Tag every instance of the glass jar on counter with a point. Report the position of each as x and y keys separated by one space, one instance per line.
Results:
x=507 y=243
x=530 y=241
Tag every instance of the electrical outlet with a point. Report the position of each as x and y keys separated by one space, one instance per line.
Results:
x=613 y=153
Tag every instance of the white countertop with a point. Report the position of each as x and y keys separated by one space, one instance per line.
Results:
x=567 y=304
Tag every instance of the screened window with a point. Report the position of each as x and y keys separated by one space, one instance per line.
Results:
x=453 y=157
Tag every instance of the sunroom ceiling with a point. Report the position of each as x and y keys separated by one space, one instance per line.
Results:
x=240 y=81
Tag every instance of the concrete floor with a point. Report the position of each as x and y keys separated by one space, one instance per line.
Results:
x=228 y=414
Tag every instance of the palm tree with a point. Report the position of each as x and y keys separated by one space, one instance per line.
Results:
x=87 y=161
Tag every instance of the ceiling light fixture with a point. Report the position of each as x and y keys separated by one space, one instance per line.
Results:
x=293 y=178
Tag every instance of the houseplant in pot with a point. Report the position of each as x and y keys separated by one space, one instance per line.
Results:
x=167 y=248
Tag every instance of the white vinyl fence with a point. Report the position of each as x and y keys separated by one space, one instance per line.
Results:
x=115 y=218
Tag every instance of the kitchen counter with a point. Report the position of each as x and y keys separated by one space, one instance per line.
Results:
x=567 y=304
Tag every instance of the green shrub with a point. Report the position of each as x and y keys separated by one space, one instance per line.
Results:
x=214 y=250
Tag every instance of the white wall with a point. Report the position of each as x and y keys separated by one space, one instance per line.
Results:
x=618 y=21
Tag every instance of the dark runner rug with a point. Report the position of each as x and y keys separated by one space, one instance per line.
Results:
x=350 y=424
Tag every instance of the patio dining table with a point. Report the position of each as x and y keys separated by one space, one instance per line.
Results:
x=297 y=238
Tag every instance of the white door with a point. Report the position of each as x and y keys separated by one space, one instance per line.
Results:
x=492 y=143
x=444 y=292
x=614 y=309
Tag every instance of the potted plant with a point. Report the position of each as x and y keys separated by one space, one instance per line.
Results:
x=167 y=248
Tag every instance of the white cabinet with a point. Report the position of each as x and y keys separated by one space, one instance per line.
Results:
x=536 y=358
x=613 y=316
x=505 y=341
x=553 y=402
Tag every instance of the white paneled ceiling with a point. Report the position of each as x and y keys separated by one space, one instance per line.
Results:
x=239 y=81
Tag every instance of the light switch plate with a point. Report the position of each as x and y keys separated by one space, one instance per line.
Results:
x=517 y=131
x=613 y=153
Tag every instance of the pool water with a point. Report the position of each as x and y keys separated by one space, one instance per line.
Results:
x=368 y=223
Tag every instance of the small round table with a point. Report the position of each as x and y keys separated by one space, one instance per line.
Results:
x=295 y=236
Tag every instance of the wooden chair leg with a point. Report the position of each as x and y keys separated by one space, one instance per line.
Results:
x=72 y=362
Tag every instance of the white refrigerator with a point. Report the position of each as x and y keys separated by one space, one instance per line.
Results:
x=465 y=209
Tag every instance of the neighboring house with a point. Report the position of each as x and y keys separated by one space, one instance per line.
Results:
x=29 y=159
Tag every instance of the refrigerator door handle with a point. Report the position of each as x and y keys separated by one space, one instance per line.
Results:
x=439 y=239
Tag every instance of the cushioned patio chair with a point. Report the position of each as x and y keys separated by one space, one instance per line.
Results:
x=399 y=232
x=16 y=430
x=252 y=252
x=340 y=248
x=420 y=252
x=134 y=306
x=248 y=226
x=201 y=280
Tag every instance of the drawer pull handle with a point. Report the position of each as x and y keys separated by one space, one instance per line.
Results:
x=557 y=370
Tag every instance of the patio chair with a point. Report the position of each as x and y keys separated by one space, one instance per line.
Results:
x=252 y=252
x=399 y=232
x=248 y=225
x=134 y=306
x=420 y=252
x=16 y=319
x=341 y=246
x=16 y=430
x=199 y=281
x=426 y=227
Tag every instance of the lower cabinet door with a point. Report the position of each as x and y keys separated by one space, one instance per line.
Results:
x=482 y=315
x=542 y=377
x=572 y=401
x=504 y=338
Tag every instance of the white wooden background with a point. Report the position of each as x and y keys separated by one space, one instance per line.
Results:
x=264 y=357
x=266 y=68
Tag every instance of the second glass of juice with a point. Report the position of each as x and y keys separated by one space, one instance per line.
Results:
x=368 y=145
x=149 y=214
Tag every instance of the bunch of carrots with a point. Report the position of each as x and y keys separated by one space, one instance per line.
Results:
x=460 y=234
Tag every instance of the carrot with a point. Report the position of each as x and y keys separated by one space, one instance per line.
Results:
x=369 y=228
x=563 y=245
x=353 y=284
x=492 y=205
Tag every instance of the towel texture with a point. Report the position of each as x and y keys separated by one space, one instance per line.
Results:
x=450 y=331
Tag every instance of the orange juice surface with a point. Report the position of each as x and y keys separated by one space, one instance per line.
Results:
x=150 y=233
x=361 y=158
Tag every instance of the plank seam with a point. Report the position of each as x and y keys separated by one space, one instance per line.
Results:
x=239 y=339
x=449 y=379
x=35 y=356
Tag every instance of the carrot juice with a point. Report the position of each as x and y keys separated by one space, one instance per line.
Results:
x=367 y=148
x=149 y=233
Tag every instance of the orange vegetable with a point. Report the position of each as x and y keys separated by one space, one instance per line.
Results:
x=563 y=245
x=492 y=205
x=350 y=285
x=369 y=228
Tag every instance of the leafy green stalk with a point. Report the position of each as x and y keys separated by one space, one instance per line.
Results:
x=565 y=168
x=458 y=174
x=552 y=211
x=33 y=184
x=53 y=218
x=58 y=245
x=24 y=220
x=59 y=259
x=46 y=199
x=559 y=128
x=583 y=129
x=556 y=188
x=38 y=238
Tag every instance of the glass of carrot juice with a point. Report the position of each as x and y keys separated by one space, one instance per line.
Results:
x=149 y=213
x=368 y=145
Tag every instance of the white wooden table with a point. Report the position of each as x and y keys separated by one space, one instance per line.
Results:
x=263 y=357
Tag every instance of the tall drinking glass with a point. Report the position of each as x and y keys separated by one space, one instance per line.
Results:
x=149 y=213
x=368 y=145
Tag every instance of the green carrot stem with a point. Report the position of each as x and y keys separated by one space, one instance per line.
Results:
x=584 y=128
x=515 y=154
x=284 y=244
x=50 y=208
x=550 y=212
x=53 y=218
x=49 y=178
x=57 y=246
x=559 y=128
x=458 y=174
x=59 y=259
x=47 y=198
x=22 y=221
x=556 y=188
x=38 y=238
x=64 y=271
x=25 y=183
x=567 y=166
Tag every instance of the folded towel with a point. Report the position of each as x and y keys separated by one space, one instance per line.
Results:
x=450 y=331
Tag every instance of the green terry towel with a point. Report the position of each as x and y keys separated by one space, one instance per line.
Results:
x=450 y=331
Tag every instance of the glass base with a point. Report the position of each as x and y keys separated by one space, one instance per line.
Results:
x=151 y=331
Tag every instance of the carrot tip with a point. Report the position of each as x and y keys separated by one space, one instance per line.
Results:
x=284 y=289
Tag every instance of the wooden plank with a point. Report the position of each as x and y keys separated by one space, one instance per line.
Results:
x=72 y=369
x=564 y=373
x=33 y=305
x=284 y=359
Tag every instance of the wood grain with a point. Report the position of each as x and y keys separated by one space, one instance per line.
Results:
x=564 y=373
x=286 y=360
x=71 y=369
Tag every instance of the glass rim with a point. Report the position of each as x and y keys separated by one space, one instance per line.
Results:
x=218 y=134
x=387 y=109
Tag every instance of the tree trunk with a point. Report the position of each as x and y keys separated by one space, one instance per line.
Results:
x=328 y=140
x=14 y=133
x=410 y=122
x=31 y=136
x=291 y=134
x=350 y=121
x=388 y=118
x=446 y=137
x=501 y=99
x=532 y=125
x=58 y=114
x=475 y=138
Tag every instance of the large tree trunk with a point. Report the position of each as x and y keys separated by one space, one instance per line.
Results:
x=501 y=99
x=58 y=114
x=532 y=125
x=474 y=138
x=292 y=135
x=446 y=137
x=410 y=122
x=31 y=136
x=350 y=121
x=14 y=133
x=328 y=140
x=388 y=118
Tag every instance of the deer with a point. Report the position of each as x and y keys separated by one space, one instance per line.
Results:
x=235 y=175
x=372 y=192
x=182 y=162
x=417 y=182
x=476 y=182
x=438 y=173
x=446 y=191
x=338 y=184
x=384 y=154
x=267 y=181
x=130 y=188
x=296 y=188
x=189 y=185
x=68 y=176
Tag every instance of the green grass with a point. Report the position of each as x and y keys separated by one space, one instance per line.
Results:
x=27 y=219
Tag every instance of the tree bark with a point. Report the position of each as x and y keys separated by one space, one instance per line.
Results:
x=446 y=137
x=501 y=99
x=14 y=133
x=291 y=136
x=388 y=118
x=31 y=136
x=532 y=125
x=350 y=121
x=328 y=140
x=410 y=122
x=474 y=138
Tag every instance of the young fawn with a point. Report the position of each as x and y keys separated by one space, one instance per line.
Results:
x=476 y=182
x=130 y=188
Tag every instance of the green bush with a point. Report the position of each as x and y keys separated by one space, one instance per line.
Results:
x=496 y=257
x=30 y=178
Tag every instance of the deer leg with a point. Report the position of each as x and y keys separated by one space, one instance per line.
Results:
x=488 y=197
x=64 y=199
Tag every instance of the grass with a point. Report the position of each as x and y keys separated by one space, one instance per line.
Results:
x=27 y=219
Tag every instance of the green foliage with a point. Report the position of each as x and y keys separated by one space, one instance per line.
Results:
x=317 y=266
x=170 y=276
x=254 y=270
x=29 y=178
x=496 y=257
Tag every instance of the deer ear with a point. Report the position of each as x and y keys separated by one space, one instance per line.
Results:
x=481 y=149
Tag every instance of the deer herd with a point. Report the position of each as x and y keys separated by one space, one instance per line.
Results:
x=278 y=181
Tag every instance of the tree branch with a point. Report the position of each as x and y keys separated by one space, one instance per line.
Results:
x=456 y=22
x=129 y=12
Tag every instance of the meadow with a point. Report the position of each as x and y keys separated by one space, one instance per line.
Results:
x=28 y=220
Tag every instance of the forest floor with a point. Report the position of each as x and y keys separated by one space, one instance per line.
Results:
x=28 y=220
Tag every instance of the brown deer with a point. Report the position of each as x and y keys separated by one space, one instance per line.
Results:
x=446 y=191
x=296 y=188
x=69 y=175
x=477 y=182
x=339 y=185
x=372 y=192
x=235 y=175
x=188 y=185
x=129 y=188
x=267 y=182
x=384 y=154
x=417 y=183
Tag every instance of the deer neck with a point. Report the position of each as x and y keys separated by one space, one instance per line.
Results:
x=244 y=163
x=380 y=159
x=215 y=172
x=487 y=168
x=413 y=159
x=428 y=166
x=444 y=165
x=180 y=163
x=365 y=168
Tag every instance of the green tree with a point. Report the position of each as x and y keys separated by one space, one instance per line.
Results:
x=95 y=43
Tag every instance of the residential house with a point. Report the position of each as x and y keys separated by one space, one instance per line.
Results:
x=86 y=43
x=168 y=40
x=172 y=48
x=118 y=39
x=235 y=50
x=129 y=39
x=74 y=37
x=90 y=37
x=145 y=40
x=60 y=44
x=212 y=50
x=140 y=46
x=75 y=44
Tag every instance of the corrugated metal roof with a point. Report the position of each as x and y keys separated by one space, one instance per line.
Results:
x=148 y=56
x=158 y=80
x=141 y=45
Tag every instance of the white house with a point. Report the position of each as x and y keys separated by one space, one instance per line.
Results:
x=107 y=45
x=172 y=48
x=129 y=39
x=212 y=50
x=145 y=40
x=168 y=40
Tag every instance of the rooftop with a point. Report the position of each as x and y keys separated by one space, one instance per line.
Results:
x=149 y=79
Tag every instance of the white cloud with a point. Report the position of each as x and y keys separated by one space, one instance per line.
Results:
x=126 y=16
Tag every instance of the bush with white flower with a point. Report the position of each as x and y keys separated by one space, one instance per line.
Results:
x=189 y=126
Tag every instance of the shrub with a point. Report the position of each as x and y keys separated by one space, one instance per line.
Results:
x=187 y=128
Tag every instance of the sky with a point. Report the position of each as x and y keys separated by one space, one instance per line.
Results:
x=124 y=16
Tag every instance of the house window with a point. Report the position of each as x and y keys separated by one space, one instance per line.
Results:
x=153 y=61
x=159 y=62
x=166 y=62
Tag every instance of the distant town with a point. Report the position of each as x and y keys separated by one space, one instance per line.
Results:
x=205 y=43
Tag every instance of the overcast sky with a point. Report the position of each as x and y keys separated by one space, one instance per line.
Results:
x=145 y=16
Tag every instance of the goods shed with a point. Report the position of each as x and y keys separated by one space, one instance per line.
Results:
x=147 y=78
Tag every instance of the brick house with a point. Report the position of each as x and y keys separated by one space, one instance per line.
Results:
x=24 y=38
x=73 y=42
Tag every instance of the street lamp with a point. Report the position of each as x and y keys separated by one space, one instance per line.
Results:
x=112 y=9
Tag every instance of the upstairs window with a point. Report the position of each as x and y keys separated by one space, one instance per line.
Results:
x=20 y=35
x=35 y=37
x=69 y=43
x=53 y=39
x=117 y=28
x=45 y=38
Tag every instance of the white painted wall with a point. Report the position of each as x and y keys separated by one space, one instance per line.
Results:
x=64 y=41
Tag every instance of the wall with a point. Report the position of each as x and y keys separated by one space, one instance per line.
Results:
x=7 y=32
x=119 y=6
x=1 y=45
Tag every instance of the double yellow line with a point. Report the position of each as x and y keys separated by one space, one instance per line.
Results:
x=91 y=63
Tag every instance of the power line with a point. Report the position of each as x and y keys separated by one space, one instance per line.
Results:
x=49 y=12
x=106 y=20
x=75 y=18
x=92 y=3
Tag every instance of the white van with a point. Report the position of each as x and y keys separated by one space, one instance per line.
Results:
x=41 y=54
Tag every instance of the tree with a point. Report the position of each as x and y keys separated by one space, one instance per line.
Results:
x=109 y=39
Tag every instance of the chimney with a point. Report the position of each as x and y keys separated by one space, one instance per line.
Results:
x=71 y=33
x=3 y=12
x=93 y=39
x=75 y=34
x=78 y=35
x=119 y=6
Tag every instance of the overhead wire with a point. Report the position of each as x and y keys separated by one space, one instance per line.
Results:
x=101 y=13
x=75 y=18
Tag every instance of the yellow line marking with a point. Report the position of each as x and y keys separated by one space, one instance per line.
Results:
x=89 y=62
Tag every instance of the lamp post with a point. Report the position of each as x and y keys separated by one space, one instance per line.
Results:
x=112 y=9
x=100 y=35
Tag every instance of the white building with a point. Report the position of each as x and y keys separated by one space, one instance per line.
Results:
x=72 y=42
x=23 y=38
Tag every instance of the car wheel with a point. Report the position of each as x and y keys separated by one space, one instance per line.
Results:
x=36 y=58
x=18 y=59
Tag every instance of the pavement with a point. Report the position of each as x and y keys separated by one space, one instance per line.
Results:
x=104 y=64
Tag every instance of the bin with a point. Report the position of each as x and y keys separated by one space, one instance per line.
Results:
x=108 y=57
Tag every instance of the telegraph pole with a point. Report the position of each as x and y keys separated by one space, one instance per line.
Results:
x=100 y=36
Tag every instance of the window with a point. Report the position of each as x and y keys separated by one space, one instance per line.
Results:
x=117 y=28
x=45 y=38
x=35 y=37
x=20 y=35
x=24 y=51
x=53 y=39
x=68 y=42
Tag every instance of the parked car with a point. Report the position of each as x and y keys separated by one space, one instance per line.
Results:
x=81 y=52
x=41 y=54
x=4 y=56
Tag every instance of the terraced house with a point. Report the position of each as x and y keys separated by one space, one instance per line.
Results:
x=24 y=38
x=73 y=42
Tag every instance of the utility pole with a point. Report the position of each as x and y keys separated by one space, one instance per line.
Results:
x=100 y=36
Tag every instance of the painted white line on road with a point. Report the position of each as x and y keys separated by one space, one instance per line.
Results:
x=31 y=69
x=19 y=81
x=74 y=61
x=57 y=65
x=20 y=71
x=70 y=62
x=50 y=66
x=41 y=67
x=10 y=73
* * *
» TASK GOAL: Everything from the line with "Tag every instance of the yellow" through the last line of the material above should be echoed exactly, and nothing else.

» FINAL RESULT:
Tag every instance of the yellow line marking with a point. Report the position of each as x and y keys separated by one space, one instance per line.
Results:
x=89 y=62
Tag every instance of the lamp post with a point. Report the position of each as x and y keys separated by one space, one instance per line.
Results:
x=112 y=9
x=100 y=35
Tag every instance of the white building with a point. Report the position of each as x and y keys separated by one space, one instance per line.
Results:
x=72 y=42
x=23 y=38
Tag every instance of the car wheel with a point. Report the position of each as x and y keys separated by one space, one instance per line.
Results:
x=36 y=58
x=18 y=59
Tag every instance of the pavement with a point. Report the position of each as x and y keys separated by one space, one instance per line.
Results:
x=104 y=64
Tag every instance of the bin with a point. Report the position of each as x and y keys separated by one space, one instance per line.
Results:
x=108 y=57
Tag every instance of the telegraph pole with a point. Report the position of each as x and y keys separated by one space, one instance per line.
Results:
x=100 y=36
Tag every instance of the window with a point. Report the position of each as x and y keys separated by one space, one instance per line.
Results:
x=117 y=28
x=45 y=38
x=35 y=37
x=20 y=35
x=24 y=51
x=53 y=39
x=68 y=42
Tag every instance of the parked car with a point. Report the position of each as x and y keys separated by one space, one instance per line.
Results:
x=81 y=52
x=41 y=54
x=4 y=56
Tag every instance of the terraced house with a point. Report the position of each as x and y keys separated by one space, one instance per line.
Results:
x=24 y=38
x=73 y=42
Tag every instance of the utility pole with a point. Report the position of each as x and y keys separated by one space, one instance per line.
Results:
x=100 y=36
Tag every instance of the painted white line on road with a point. Report the position of each as x and y keys separated by one space, one instance per line.
Results:
x=31 y=69
x=19 y=81
x=74 y=61
x=57 y=65
x=20 y=71
x=70 y=62
x=50 y=66
x=41 y=67
x=10 y=73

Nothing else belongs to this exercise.